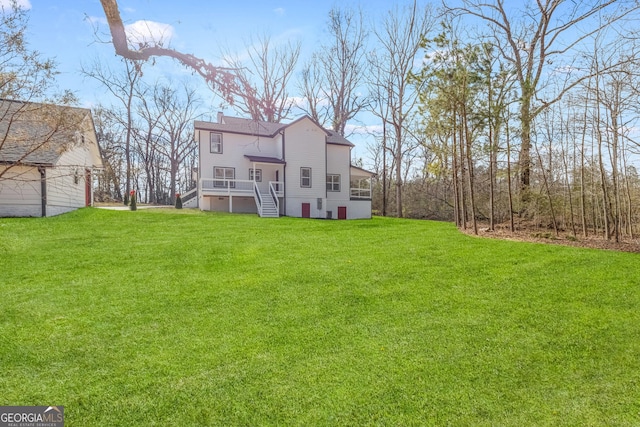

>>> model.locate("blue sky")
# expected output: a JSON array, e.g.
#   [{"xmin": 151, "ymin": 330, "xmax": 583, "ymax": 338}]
[
  {"xmin": 18, "ymin": 0, "xmax": 393, "ymax": 157},
  {"xmin": 23, "ymin": 0, "xmax": 333, "ymax": 106}
]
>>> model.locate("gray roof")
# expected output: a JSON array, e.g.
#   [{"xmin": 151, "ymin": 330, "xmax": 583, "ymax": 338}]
[
  {"xmin": 195, "ymin": 116, "xmax": 287, "ymax": 137},
  {"xmin": 194, "ymin": 116, "xmax": 354, "ymax": 147},
  {"xmin": 327, "ymin": 130, "xmax": 354, "ymax": 147},
  {"xmin": 0, "ymin": 99, "xmax": 91, "ymax": 165},
  {"xmin": 244, "ymin": 154, "xmax": 287, "ymax": 165}
]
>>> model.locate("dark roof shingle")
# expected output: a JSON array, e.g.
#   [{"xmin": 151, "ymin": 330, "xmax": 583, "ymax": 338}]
[{"xmin": 0, "ymin": 99, "xmax": 90, "ymax": 165}]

════════════════════

Could you lay out every line of the items above as a Markdown table with the columns "Number" and "Line", one row per line, skipping blank lines and leaving the pictures out?

| Number | Line |
|---|---|
| 1 | >>> model.locate("blue sky") |
| 2 | # expected output: a JSON array, e.g. |
| 3 | #   [{"xmin": 151, "ymin": 330, "xmax": 583, "ymax": 338}] |
| 4 | [ |
| 5 |   {"xmin": 18, "ymin": 0, "xmax": 393, "ymax": 157}, |
| 6 |   {"xmin": 23, "ymin": 0, "xmax": 333, "ymax": 106} |
| 7 | ] |
| 8 | >>> model.locate("gray roof") |
| 9 | # expected output: a JSON array, e.g. |
| 10 | #   [{"xmin": 151, "ymin": 330, "xmax": 583, "ymax": 338}] |
| 11 | [ |
| 12 |   {"xmin": 195, "ymin": 116, "xmax": 287, "ymax": 137}, |
| 13 |   {"xmin": 194, "ymin": 116, "xmax": 354, "ymax": 147}, |
| 14 |   {"xmin": 327, "ymin": 130, "xmax": 354, "ymax": 147}, |
| 15 |   {"xmin": 0, "ymin": 99, "xmax": 91, "ymax": 165}, |
| 16 |   {"xmin": 244, "ymin": 154, "xmax": 287, "ymax": 165} |
| 17 | ] |
| 18 | >>> model.locate("dark roof shingle") |
| 19 | # expected output: a JSON array, e.g. |
| 20 | #   [{"xmin": 151, "ymin": 330, "xmax": 583, "ymax": 338}] |
| 21 | [{"xmin": 0, "ymin": 99, "xmax": 90, "ymax": 165}] |